** Opening Dataset records block **

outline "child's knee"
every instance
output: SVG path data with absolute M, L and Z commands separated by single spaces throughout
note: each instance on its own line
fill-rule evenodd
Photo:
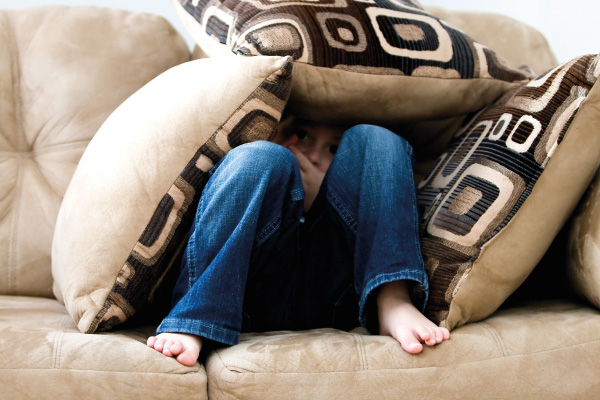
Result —
M 229 151 L 228 157 L 237 161 L 264 164 L 266 167 L 271 164 L 286 163 L 293 159 L 292 153 L 285 147 L 264 140 L 237 146 Z
M 278 144 L 259 140 L 230 150 L 227 158 L 244 175 L 270 175 L 287 179 L 293 173 L 294 155 Z
M 356 125 L 344 133 L 353 145 L 381 154 L 402 151 L 412 157 L 412 146 L 403 137 L 376 125 Z

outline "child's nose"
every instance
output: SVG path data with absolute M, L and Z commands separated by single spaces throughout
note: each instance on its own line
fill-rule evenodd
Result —
M 319 165 L 319 162 L 321 160 L 321 155 L 320 155 L 319 149 L 316 146 L 310 146 L 307 149 L 305 156 L 314 165 Z

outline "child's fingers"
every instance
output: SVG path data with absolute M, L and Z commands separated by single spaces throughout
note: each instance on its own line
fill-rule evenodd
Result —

** Closing Dataset records block **

**What this task involves:**
Your reply is the full set of entries reproduced exactly, with images omitted.

**Exercise solution:**
outline "child's knee"
every instance
output: SVG path data with absolute M, L and Z commands separated by single spaces throughout
note: each instance on its own line
fill-rule evenodd
Photo:
Result —
M 229 151 L 228 157 L 237 161 L 264 164 L 266 167 L 271 164 L 286 163 L 293 159 L 292 153 L 285 147 L 264 140 L 237 146 Z
M 278 144 L 259 140 L 230 150 L 227 158 L 244 175 L 270 175 L 287 179 L 293 173 L 294 155 Z
M 356 125 L 344 133 L 353 145 L 381 154 L 402 151 L 412 157 L 412 146 L 403 137 L 376 125 Z

outline "child's nose"
every instance
output: SVG path data with absolute M, L and Z commands separated by single spaces throughout
note: each instance on its own line
fill-rule evenodd
Result —
M 319 165 L 319 162 L 321 160 L 321 155 L 320 155 L 319 149 L 316 146 L 310 146 L 307 149 L 305 156 L 314 165 Z

outline "child's fingers"
every instance
output: SVG path data with absolute M, L and Z commands separated by single spaces throughout
note: each instance on its own line
fill-rule evenodd
Result —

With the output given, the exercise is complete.